**TEXT SHOWN**
=====

Acute RV dysfunction can manifest itself in the previously described “suction cascade,” including dilated hypocontractile RV, significant functional TR, small LV, and intermittent inflow cannula obstruction by the collapsed LV. Pulmonary embolism can cause acute RV dysfunction, will present in a similar way, and should be considered whenever right-sided pressures are higher than expected. Cardiac tamponade is sometimes very difficult to diagnose. Blood collections may be loculated and confined to a small area, compressing a particular chamber. Right or left atrial tamponade can occur with very small collections of blood. Right ventricular tamponade may be the consequence of a loculated substernal thrombus . The unusual physiology of the LV makes the standard Doppler assessments for tamponade very challenging, since the device’s echogenicity impairs thrombi visualization. On the other hand, LVAD dysfunction or thrombosis should be suspected with the following combination of findings: (1) rightward deviation of the interventricular and interatrial septum as a sign of deficient unloading of the LV and left atrium; (2) significant functional MR, due to insufficient LV unloading, mitral annular dilatation, and apical tethering of the mitral leaflets; (3) aortic valve opening every cardiac cycle due to increased LV systolic pressure; (4) decreased LVAD flow; (5) disturbed LVAD parameters, mainly increased power intake; (6) laboratory clues suggesting intravascular hemolysis (increased LDH, plasma hemoglobin, and bilirubin with decreased haptoglobin). This will be demonstrated by color, or PW Doppler evaluation of the cannula. Whenever the pump’s impeller does not rotate, the LVAD system operates as a conduit connecting the ascending aorta to the left ventricular apex. Diastolic aortic pressure is higher than left ventricular diastolic pressure, and under conditions of impaired pump rotation, the pressure difference reverses the flow from the ascending aorta through the outflow and inflow cannula and into the LV apex.
6. Long-Term EchocardiographicConsiderations in Patients with LVAD
TTE is used in patients on chronic LVAD therapy for two main purposes: (1) routine LVAD optimization; (2) assessment of clinical deterioration or abnormal LVAD parameters associated with LVAD dysfunction.
6.1. Optimal LVAD Settings
The goal of LVAD implantation is to increase cardiac output while decreasing filling pressures. Optimal axial LVAD settings are still controversial. While some authors believe that maximal cardiac output and left chamber unloading are ideal, others are concerned by the long-term effects of LVAD working at maximal output . Possible complications of maximal LVAD output include increased prevalence of “suction events”, hemolysis, stasis of blood proximal to the outflow cannula, and end-organ injury related to nonphysiologic continuous circulation. The clinical implications of continuous blood flow are currently unknown and have been a matter of significant debate. Another possible concern is stasis of blood proximal to the outflow cannula and ascending aorta anastomosis, when there is no forward flow through the aortic valve. This stagnant column of blood may theoretically result in thrombosis and embolism to coronaries or carotid arteries. Although this was described in the Jarvik 2000 axial flow device, when the outflow cannula was anastomosed to the descending aorta, it has never been reported so far with ascending aortic anastomosis .

=====

**RECORD EXTRACTS**
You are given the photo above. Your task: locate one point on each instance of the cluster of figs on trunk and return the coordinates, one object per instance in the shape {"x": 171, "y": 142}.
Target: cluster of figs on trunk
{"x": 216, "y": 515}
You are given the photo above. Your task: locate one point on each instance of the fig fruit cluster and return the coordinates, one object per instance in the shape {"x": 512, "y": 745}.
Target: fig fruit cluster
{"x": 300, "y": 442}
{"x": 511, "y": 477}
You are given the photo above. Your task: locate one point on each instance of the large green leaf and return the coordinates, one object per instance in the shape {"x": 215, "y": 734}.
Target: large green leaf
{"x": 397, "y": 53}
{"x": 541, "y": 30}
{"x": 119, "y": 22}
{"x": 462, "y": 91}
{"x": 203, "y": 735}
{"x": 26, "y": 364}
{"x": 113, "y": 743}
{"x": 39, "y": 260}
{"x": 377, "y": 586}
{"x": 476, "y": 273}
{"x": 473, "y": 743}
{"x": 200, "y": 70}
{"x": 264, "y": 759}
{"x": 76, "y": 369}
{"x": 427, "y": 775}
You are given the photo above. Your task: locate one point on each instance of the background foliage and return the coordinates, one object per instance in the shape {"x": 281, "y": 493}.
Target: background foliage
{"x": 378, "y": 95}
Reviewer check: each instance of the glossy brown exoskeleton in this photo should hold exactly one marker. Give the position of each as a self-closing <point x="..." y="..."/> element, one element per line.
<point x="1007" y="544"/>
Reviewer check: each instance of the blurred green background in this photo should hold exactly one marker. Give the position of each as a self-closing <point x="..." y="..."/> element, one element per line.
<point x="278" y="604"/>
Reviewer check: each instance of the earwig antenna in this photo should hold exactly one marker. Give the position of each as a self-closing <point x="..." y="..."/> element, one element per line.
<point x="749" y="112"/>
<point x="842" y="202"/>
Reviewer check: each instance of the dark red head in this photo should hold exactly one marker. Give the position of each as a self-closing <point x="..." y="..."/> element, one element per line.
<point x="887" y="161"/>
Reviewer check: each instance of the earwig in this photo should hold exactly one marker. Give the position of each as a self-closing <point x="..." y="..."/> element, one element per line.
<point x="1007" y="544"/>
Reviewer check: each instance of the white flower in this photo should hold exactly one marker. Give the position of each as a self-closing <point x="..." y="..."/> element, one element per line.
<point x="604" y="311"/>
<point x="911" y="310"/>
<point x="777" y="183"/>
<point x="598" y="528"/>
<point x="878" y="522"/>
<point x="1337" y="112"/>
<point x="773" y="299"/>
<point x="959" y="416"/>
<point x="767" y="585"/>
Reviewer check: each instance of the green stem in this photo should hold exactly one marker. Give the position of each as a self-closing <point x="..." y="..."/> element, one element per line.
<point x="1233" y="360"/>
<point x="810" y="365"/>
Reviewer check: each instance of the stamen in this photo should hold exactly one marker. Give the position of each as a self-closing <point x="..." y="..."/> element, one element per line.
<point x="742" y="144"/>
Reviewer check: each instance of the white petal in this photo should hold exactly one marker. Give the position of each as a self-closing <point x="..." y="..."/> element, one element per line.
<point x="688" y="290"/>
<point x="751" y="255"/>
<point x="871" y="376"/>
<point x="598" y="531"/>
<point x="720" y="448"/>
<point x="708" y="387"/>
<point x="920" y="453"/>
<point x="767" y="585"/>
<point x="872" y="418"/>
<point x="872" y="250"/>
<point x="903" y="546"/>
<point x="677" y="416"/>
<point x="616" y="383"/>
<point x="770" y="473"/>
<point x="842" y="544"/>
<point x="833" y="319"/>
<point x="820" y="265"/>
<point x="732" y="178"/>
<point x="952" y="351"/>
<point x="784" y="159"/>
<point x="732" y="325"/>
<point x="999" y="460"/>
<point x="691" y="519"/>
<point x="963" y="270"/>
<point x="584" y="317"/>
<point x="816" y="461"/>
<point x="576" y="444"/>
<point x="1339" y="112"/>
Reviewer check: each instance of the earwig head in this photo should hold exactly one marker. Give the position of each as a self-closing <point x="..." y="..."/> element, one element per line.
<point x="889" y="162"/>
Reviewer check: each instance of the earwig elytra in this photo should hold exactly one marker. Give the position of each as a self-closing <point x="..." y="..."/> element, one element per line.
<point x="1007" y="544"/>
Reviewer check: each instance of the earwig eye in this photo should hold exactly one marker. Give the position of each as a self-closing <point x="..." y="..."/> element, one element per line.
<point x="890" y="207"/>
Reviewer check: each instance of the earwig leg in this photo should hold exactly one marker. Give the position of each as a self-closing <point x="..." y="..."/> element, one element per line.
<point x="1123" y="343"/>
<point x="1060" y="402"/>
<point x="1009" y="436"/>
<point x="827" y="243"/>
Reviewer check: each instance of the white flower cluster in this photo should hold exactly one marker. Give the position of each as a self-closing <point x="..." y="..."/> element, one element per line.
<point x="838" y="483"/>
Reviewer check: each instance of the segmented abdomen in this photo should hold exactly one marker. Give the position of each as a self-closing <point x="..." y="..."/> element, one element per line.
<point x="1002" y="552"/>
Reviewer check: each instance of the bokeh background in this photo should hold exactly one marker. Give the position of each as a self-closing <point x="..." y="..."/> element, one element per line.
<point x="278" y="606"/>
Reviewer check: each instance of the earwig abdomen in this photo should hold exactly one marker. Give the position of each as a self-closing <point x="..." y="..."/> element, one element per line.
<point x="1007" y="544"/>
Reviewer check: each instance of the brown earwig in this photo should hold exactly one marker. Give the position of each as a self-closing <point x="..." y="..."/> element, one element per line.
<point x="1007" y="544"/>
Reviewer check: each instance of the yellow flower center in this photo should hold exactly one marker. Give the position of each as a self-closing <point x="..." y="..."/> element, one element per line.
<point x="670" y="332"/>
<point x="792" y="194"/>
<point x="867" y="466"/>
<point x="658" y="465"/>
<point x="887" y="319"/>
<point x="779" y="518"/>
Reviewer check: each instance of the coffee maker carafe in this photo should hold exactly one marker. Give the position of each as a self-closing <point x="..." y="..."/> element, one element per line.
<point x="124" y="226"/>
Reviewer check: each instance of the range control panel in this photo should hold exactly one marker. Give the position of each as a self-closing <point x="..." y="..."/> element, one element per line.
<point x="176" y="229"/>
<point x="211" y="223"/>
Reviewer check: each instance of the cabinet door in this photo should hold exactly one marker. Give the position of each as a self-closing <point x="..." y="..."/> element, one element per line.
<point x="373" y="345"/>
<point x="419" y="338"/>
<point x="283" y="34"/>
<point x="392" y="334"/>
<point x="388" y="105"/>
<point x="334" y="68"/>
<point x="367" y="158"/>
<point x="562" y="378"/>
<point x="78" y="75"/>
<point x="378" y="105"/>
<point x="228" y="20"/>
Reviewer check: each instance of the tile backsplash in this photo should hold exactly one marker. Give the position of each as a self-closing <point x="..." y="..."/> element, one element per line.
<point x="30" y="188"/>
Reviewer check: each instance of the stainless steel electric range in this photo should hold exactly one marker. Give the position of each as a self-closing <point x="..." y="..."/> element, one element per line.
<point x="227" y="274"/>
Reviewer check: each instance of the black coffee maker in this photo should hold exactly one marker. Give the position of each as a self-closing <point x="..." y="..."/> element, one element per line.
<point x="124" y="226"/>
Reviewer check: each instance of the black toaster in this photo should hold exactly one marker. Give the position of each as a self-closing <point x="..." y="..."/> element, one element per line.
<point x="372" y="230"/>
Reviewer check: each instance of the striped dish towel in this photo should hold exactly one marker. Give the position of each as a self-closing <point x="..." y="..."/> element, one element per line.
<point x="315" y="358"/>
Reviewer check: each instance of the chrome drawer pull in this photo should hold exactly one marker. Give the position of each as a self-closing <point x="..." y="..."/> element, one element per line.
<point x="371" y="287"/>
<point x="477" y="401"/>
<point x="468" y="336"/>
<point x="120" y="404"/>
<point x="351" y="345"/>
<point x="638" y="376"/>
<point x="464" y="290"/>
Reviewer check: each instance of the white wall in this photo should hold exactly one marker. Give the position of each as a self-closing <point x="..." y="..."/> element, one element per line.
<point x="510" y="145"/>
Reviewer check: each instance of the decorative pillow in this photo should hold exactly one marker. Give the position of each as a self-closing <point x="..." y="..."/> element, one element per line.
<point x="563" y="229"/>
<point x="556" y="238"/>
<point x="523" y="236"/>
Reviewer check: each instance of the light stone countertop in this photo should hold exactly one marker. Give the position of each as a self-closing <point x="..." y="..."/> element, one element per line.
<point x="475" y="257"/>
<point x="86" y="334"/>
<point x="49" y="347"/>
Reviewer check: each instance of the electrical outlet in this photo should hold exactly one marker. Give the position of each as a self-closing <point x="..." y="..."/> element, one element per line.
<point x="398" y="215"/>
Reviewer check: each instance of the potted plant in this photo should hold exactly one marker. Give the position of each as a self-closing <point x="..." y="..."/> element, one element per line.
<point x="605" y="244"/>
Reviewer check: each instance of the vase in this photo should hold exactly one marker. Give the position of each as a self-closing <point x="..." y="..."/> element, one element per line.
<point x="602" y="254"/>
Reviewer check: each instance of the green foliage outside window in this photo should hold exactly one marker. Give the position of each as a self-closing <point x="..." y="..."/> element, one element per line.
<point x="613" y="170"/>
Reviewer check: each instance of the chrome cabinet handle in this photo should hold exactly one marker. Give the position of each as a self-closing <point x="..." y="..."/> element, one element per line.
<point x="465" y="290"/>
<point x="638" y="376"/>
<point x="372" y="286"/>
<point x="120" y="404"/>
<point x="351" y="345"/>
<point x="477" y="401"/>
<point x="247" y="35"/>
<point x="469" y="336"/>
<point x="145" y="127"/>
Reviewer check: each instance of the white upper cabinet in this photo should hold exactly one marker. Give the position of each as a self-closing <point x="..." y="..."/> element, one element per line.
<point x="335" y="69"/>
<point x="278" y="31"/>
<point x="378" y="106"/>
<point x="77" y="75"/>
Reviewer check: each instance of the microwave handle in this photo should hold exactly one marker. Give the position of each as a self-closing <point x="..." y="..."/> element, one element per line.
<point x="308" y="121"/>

=====

Please continue the passage on echocardiography in patients with left ventricular assist devices, picking up after its last sentence.

The implications of this debate are obvious. If maximal cardiac output and LV decompression are the goal, the aortic valve should stay permanently closed, the interatrial septum should be shifted to the left, and flow profile in the outflow cannula will be less pulsatile. On the other hand, if pulsatility is the objective, intermittent aortic valve opening, neutral or even rightward shift of interatrial septum, and hence more flow pulsatility in the outflow cannula will be expected (Figure 5).
In our institution, the usual parameters used for estimation of proper LVAD function include (1) status of aortic valve opening; (2) interatrial and (to a lesser extent) interventricular septum position; (3) flow pulsatility in the outflow cannula; (4) TR velocity; (5) estimation of right atrial pressure; (6) LVAD system output and total cardiac output estimation.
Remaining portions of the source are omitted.